● **Directions**:
Format the material below as a JSON list of strings, one string per line, leaving out blank lines.

>>>

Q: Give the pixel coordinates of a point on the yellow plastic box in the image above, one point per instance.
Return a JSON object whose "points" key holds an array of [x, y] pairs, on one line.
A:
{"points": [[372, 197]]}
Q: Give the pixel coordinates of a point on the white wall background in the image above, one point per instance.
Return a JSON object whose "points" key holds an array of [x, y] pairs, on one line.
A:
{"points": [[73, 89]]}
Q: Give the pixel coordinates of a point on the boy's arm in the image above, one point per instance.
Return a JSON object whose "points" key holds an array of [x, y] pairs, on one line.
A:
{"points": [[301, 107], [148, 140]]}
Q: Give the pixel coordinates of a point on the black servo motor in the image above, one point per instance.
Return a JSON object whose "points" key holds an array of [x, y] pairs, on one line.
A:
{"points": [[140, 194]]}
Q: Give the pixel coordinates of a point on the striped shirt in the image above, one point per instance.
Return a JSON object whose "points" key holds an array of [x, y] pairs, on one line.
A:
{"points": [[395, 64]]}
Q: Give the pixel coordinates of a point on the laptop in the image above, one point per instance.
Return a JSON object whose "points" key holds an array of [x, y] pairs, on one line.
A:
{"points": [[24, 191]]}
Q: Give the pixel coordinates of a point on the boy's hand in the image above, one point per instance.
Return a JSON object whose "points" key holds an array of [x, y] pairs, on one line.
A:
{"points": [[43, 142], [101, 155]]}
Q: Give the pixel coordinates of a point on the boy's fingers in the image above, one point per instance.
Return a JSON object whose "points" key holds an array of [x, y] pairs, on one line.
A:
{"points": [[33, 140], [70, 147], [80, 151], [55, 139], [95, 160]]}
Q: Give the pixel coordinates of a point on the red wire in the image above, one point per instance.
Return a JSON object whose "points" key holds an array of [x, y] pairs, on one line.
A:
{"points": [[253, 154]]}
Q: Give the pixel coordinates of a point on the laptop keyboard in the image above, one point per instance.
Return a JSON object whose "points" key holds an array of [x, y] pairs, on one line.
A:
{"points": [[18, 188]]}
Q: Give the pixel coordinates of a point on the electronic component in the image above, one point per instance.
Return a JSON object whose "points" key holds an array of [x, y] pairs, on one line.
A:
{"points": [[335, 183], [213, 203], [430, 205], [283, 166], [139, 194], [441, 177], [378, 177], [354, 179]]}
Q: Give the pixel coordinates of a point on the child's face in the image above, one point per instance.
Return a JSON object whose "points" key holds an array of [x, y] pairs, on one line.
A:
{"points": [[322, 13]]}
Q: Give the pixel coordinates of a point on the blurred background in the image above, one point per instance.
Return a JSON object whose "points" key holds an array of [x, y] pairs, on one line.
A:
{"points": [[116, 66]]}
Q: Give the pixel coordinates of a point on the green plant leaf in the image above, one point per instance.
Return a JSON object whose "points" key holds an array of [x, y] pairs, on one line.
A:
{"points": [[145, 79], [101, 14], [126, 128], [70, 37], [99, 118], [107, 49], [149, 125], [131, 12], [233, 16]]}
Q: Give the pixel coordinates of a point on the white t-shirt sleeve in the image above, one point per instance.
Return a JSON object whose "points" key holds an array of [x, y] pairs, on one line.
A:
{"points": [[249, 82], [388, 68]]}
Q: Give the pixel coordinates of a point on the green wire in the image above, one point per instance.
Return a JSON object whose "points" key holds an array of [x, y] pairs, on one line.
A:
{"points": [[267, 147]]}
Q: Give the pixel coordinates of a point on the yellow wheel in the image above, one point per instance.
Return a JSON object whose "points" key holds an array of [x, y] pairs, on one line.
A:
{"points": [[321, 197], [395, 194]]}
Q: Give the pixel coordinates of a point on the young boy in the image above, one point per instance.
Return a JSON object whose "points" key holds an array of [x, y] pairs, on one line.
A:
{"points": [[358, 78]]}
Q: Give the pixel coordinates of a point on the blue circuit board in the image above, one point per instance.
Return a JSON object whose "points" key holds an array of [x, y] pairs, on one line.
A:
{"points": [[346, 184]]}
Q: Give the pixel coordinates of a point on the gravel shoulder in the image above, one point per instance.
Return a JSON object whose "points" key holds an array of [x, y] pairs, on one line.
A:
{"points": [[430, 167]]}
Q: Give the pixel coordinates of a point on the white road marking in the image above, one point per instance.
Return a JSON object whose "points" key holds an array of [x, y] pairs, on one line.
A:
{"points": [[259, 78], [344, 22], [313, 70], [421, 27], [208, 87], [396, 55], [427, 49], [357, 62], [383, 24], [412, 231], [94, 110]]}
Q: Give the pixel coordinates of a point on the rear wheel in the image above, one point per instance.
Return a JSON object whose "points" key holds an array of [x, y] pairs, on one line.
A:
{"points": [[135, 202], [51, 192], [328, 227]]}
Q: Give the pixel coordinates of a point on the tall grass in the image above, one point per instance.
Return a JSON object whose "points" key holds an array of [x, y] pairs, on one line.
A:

<<<

● **Answer to the problem**:
[
  "Q: Give the pixel coordinates of a point on the yellow plastic box in the image above, one point per instance.",
  "Return a JSON object whose \"points\" key holds an array of [x, y] pairs, on one line.",
  "A:",
  "{\"points\": [[372, 197]]}",
  "Q: Give the pixel coordinates of a point on the white wall background in the image above, one point per instance.",
  "Return a JSON object whose \"points\" key holds an array of [x, y] pairs, on one line.",
  "A:",
  "{\"points\": [[73, 89]]}",
  "Q: Give the pixel coordinates of a point on the boy's arm in the image above, one point per instance.",
  "Return a JSON object whose \"points\" key holds an array of [x, y] pairs, on one line.",
  "A:",
  "{\"points\": [[301, 107], [148, 140]]}",
  "Q: Give the pixel coordinates of a point on the black servo motor in the image above, one point per instance.",
  "Return a JSON object whose \"points\" key holds an array of [x, y] pairs, on one line.",
  "A:",
  "{\"points\": [[140, 194]]}",
  "Q: Give the pixel coordinates of a point on the striped shirt in the image above, one point per instance.",
  "Return a JSON object whose \"points\" key holds an array of [x, y] pairs, on one line.",
  "A:",
  "{\"points\": [[395, 64]]}",
  "Q: Give the pixel coordinates of a point on the laptop in the image above, one point per instance.",
  "Return a JSON object whose \"points\" key holds an array of [x, y] pairs, on one line.",
  "A:",
  "{\"points\": [[24, 191]]}",
  "Q: Give the pixel coordinates of a point on the boy's hand in the image above, one point per instance.",
  "Return a JSON object whose \"points\" key holds an array of [x, y] pairs, on one line.",
  "A:",
  "{\"points\": [[43, 142], [101, 155]]}",
  "Q: Give the pixel coordinates of a point on the boy's fingers in the image above, one point per instance.",
  "Return a JSON object whose \"points\" key holds an array of [x, y] pairs, on one line.",
  "A:",
  "{\"points\": [[33, 140], [70, 147], [80, 151], [55, 139], [95, 160]]}",
  "Q: Give the pixel coordinates of a point on the red wire in the image above, one point per instance.",
  "Return a JSON object whose \"points\" key holds an array of [x, y] pairs, on one line.",
  "A:",
  "{\"points\": [[253, 154]]}",
  "Q: Give the pixel coordinates of a point on the laptop keyboard in the image above, one point per instance.",
  "Return a JSON object whose \"points\" key holds an array of [x, y] pairs, on one line.",
  "A:",
  "{\"points\": [[18, 188]]}",
  "Q: Give the pixel coordinates of a point on the electronic component in the image above, one point per instance.",
  "Return a JSON object whose \"points\" key holds an array of [x, y] pairs, on one line.",
  "A:",
  "{\"points\": [[335, 183], [213, 203], [430, 205], [283, 166], [139, 194], [441, 177], [378, 177], [354, 179]]}",
  "Q: Give the pixel coordinates of a point on the child's face in the image above, one point per instance.",
  "Return a JSON object whose \"points\" key holds an array of [x, y] pairs, on one line.",
  "A:",
  "{\"points\": [[322, 13]]}",
  "Q: Give the pixel coordinates of a point on the blurred background in the image above, one point per instance.",
  "Return a JSON object whose \"points\" key holds an array of [x, y] pairs, on one line.",
  "A:",
  "{\"points\": [[116, 66]]}",
  "Q: Give the pixel coordinates of a point on the green plant leaf in the image above, one point per instance.",
  "Return a JSON object whose \"points\" key holds an array of [x, y] pairs, on one line.",
  "A:",
  "{\"points\": [[145, 79], [101, 14], [126, 128], [70, 37], [99, 118], [107, 49], [149, 125], [131, 12], [233, 16]]}",
  "Q: Give the pixel coordinates of a point on the white t-shirt sleeve in the image above, one point per instance.",
  "Return a JSON object whose \"points\" key holds an array of [x, y] pairs, on one line.",
  "A:",
  "{\"points\": [[249, 82], [388, 68]]}",
  "Q: Give the pixel coordinates of a point on the green wire in the image above, one point per instance.",
  "Return a JSON object whose \"points\" key holds an array of [x, y] pairs, on one line.",
  "A:",
  "{\"points\": [[267, 147]]}",
  "Q: Give the pixel coordinates of a point on the yellow wheel in the image above, one point per instance.",
  "Return a JSON object whose \"points\" key holds an array of [x, y] pairs, on one line.",
  "A:",
  "{\"points\": [[321, 197], [395, 194]]}",
  "Q: Give the pixel coordinates of a point on the young boy in the image above, one point per instance.",
  "Return a JSON object whose \"points\" key holds an array of [x, y] pairs, on one line.",
  "A:",
  "{\"points\": [[358, 78]]}",
  "Q: Give the pixel coordinates of a point on the blue circuit board in the image above, one point per instance.",
  "Return a JSON object whose \"points\" key holds an array of [x, y] pairs, on one line.",
  "A:",
  "{\"points\": [[346, 184]]}",
  "Q: Give the pixel coordinates of a point on the gravel shoulder in the image above, one point per instance.",
  "Return a JSON object whose \"points\" key holds an array of [x, y] pairs, on one line.",
  "A:",
  "{\"points\": [[430, 167]]}",
  "Q: Give the pixel coordinates of a point on the white road marking in the image above, one point per instance.",
  "Return a JSON object whose \"points\" key holds an array of [x, y] pairs, on one line.",
  "A:",
  "{\"points\": [[259, 78], [344, 22], [313, 70], [421, 27], [208, 87], [396, 55], [427, 49], [357, 62], [383, 24], [412, 231], [94, 110]]}",
  "Q: Give the pixel coordinates of a point on the rear wheel in the image above, one point per instance.",
  "Return a JSON object whose \"points\" key holds an array of [x, y] pairs, on one line.",
  "A:",
  "{\"points\": [[135, 202], [51, 192], [328, 227]]}",
  "Q: Give the pixel coordinates of a point on the tall grass in the image above, one point per instance.",
  "Return a JSON object whose \"points\" key holds an array of [x, y] pairs, on one line.",
  "A:"
]